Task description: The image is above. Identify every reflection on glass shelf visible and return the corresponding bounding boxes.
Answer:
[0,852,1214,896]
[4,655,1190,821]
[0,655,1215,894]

○ ○ ○ ○ ○

Arrange the lines of the items above as a Markdown table with the columns Row and Line, numbering each row and leaving out blank lines.

#### COMPLETE ANSWER:
| Row | Line |
|---|---|
| 1 | Task description: The image is above. Identify every reflection on glass shelf visible and return the corresponding bounding boxes. |
| 2 | Answer: |
| 3 | [0,852,1214,896] |
| 4 | [4,655,1190,821] |
| 5 | [0,655,1215,894] |